RECORDS TO USE:
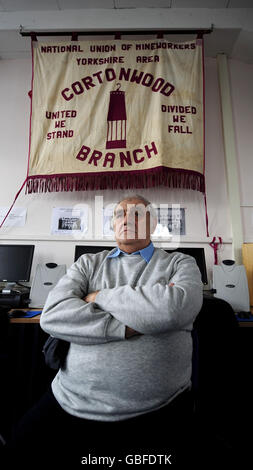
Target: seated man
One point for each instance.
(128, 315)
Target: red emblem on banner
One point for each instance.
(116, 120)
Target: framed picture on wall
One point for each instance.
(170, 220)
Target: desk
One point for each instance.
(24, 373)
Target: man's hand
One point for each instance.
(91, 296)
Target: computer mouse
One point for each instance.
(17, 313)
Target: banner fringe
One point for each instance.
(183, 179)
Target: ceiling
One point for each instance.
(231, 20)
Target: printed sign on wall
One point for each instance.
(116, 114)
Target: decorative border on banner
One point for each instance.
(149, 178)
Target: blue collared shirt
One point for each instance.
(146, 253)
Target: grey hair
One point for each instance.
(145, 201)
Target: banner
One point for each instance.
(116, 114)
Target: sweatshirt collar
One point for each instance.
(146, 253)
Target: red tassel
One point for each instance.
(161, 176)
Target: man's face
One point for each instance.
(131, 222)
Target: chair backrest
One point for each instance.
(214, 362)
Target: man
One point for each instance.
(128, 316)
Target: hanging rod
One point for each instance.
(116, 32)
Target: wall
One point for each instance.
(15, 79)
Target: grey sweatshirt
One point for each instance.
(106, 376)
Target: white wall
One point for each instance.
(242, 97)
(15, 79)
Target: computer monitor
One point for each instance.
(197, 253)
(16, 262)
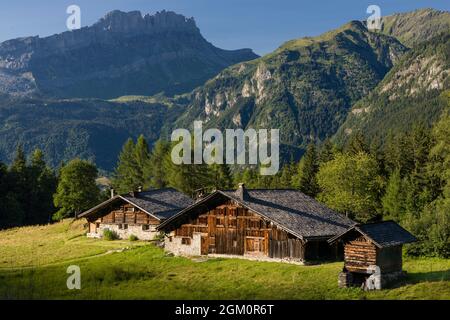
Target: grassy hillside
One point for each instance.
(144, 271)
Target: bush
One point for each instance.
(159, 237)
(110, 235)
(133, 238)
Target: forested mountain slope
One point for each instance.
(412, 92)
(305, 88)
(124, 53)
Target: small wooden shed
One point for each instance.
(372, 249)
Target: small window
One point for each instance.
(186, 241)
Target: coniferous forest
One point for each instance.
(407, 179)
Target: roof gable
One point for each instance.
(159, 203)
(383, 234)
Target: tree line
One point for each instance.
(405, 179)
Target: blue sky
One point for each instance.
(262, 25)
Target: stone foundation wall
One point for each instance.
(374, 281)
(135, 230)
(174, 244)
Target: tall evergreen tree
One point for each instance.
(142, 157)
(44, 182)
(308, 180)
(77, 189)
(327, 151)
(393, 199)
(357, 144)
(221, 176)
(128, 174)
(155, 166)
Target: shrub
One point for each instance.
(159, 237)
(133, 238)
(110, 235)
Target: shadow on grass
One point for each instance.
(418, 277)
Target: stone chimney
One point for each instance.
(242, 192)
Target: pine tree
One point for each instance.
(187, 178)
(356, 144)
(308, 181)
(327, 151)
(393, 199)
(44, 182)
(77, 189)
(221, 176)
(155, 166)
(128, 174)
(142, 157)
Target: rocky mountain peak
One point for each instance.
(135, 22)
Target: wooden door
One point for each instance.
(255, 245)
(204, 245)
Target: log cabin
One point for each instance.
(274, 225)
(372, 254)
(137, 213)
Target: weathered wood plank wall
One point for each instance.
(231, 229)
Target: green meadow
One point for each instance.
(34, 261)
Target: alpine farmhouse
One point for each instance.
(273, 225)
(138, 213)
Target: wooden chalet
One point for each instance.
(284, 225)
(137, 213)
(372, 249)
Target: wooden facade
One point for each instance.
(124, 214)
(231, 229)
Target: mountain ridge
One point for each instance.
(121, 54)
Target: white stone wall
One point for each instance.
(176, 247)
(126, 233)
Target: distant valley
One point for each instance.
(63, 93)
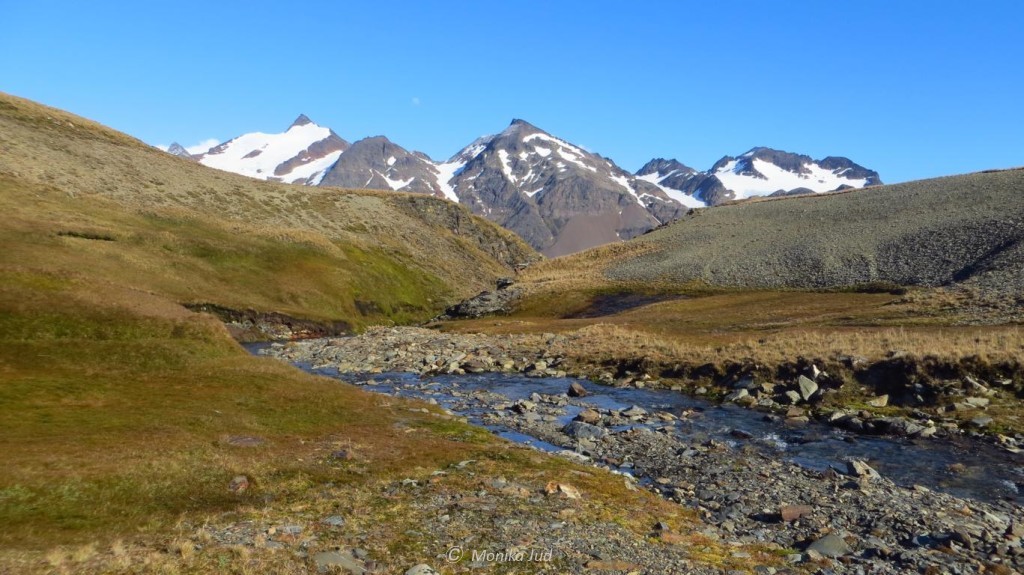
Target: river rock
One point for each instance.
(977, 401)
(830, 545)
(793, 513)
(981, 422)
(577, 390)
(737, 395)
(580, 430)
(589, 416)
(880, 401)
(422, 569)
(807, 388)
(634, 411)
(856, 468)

TASK:
Starting at the line that contains "Target: wooden facade", copy every line through the end of the data with its wording unchanged. Leave out the picture lines.

RIGHT ANSWER:
Target: wooden facade
One point for each instance.
(124, 214)
(231, 229)
Target: mountain ridge
One point for each instance.
(121, 54)
Target: white stone wall
One point for each instance.
(176, 247)
(126, 233)
Target: distant valley
One point for each instance.
(63, 93)
Target: river rock
One point for each instance.
(977, 401)
(830, 545)
(793, 513)
(981, 422)
(577, 390)
(737, 395)
(580, 430)
(589, 416)
(880, 401)
(422, 569)
(807, 388)
(634, 411)
(856, 468)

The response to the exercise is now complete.